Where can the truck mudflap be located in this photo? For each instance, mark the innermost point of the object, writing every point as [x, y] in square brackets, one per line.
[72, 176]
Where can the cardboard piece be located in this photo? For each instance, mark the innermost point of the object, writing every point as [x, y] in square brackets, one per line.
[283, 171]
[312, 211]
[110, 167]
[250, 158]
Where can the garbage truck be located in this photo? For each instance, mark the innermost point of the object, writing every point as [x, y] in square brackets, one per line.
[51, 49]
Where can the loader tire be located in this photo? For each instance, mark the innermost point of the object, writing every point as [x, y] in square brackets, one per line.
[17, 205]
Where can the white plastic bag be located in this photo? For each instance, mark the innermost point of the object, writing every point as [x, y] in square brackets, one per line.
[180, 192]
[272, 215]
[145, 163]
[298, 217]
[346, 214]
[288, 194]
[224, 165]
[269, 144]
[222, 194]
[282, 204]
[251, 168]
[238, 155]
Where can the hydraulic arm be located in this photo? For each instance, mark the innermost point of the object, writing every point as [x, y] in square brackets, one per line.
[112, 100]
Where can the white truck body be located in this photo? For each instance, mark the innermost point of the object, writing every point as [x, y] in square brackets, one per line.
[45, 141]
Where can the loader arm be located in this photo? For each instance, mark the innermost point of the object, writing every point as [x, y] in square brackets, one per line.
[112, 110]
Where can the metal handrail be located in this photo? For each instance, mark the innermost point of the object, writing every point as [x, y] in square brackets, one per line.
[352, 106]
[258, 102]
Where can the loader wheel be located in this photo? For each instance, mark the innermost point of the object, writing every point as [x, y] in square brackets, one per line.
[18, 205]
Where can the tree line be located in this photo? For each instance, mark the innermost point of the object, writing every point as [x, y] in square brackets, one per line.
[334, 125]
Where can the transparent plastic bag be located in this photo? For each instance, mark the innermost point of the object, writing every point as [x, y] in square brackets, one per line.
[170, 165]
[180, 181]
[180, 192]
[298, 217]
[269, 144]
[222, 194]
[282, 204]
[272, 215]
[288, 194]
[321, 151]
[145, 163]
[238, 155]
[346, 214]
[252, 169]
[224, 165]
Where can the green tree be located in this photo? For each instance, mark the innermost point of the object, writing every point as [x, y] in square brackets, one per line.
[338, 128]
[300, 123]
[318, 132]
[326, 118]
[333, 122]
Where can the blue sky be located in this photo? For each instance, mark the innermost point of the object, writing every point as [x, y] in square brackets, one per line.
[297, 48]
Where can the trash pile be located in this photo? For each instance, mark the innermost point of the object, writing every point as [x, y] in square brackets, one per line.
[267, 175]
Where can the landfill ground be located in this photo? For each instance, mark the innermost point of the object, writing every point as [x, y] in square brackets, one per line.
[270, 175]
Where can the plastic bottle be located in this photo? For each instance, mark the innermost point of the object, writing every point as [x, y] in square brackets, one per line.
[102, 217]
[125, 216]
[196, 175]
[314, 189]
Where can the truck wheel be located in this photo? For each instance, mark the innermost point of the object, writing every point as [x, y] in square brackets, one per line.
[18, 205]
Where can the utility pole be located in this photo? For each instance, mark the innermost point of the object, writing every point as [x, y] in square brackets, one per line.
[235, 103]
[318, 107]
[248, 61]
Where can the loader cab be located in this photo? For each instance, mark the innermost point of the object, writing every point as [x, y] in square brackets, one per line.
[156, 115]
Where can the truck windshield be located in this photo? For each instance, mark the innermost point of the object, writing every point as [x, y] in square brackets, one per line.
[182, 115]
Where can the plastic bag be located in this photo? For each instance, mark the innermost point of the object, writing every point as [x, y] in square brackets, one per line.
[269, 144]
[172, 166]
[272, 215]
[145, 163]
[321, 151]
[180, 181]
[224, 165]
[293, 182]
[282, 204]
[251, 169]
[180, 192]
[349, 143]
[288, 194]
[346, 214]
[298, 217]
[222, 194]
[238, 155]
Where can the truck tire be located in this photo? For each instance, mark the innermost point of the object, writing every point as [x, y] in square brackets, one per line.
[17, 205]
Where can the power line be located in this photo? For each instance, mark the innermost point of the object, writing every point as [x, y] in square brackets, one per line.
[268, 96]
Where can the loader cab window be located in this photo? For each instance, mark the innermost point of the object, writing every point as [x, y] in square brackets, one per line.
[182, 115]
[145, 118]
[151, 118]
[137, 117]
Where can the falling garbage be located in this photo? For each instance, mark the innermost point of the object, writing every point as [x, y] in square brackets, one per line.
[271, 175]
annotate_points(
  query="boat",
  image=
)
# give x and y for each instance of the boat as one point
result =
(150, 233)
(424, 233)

The exercise:
Return all of the data word for word.

Answer to the problem:
Where can the truck mudflap be located in this photo? For each instance, mark the innermost point of the object, writing every point as [x, y] in square brackets, one per line.
[72, 176]
Where can the cardboard piece be located in this photo? For each instance, mark the innermost point of the object, writing every point as [x, y] in square brackets, one per line.
[283, 171]
[312, 211]
[110, 167]
[250, 158]
Where can the garbage truck be located in this photo? For each instance, mark the innermost point of the object, writing every point as [x, y] in square brackets, one per line.
[51, 49]
Where can the loader tire be located in this photo? For each instance, mark the innermost point of the object, writing every point as [x, y] in square brackets, one per line.
[17, 205]
Where can the white plastic bag be located in this photo? For each instance, mark the innermost point of the object, writing every point as [x, y] in square brackets, one per line.
[180, 192]
[272, 215]
[145, 163]
[298, 217]
[346, 214]
[288, 194]
[224, 165]
[269, 144]
[222, 194]
[282, 204]
[251, 168]
[238, 155]
Where can the hydraulic arm be located in this photo? For each instance, mark the innermost point of the object, writing every point as [x, y] in square brackets, one per line.
[112, 100]
Where can the white truck body be located in this photo? For each instance, mark the innermost point of the object, writing every point as [x, y] in square brackets, one per line.
[45, 141]
Where can the loader arm be located in this photo? For each instance, mark the innermost point of the object, writing every point as [x, y] in square brackets, one per line.
[112, 110]
Where can the metal handrail be located in this photo? For each instance, mark the innermost point of the object, writing every point as [x, y] in square brackets, one per line.
[352, 106]
[258, 102]
Where can the loader wheel be located in this photo? For each instance, mark the innermost point of the object, writing every point as [x, y] in square brackets, one per line.
[18, 205]
Where can the tree line be located in this photo? For each instance, mark the innermost point of the object, writing every point as [x, y] in square brackets, one per line.
[334, 125]
Where can the transparent plastic bag be located in this photo? For each instance, mark the innermost point of the object, writing every point as [x, y] in square brackets, one per line.
[170, 165]
[180, 181]
[180, 192]
[298, 217]
[269, 144]
[222, 194]
[282, 204]
[272, 215]
[288, 194]
[321, 151]
[145, 163]
[238, 155]
[346, 214]
[252, 169]
[224, 165]
Where can the green tree be located in this photo? For each instance, mark the innermost point of the object, writing every point as [x, y] in square brackets, one per line.
[338, 128]
[300, 123]
[318, 132]
[326, 118]
[333, 122]
Where can the blue sky be located in this photo? For each instance, mark the innermost point of the object, writing every point as [x, y] in square brackets, one per line.
[297, 48]
Where can the trash pile be located in this photo? For each instance, mark the innermost point of the object, writing every point as [x, y] in square brackets, one per line.
[267, 175]
Where can the landfill ground be located in this photo? For each instance, mark the innermost point of the object, writing every point as [x, y] in square brackets, one per line.
[270, 175]
Where can the plastic bottle be located in this photo? For each instance, mark the innermost point of the object, writing every point as [x, y] in square brackets, one per line.
[102, 217]
[125, 216]
[196, 175]
[314, 189]
Where can the truck wheel be located in this photo? For each instance, mark the innermost point of the object, writing every point as [x, y] in square brackets, one per line.
[18, 205]
Where can the utility pole be located in this photo? For each instance, mark the innermost point of the object, writing every point as [x, y] in square brackets, one per line.
[235, 103]
[318, 107]
[248, 61]
Where can the loader cab be located in this photo? For each instance, mark the innermost point of the object, writing every point as [x, y] in square brackets, one per line.
[156, 115]
Where can the truck windshield be located in this photo? For each instance, mark the innermost point of the object, writing every point as [x, y] in square brackets, one per line.
[182, 115]
Where can the plastic bag be located in this photo? For each instance, mark the innermost point of the object, writing every point as [x, y] in square brackets, one per line.
[269, 144]
[172, 166]
[272, 215]
[145, 163]
[321, 151]
[180, 181]
[224, 165]
[293, 182]
[282, 204]
[251, 169]
[180, 192]
[349, 143]
[288, 194]
[346, 214]
[298, 217]
[222, 194]
[238, 155]
Where can the truck tire be located in this photo? For each instance, mark the innermost point of the object, writing every point as [x, y] in square brackets, one per line.
[17, 205]
Where can the power line be located in this photo? For each instance, mark the innermost point of the object, writing every point as [x, y] in square brackets, one per line.
[268, 96]
Where can the loader cab window be located in this photo? For each instance, mark the innermost point of the object, writing every point as [x, y] in square brackets, one per line.
[182, 115]
[145, 118]
[151, 118]
[137, 117]
Where can the falling garbage be located in this photo? For each instance, mark the innermost point of the object, writing every point as [x, y] in square brackets, one per line.
[271, 175]
annotate_points(
  query="boat",
  image=
)
# give x and y for each instance of the boat as one point
result =
(150, 233)
(424, 233)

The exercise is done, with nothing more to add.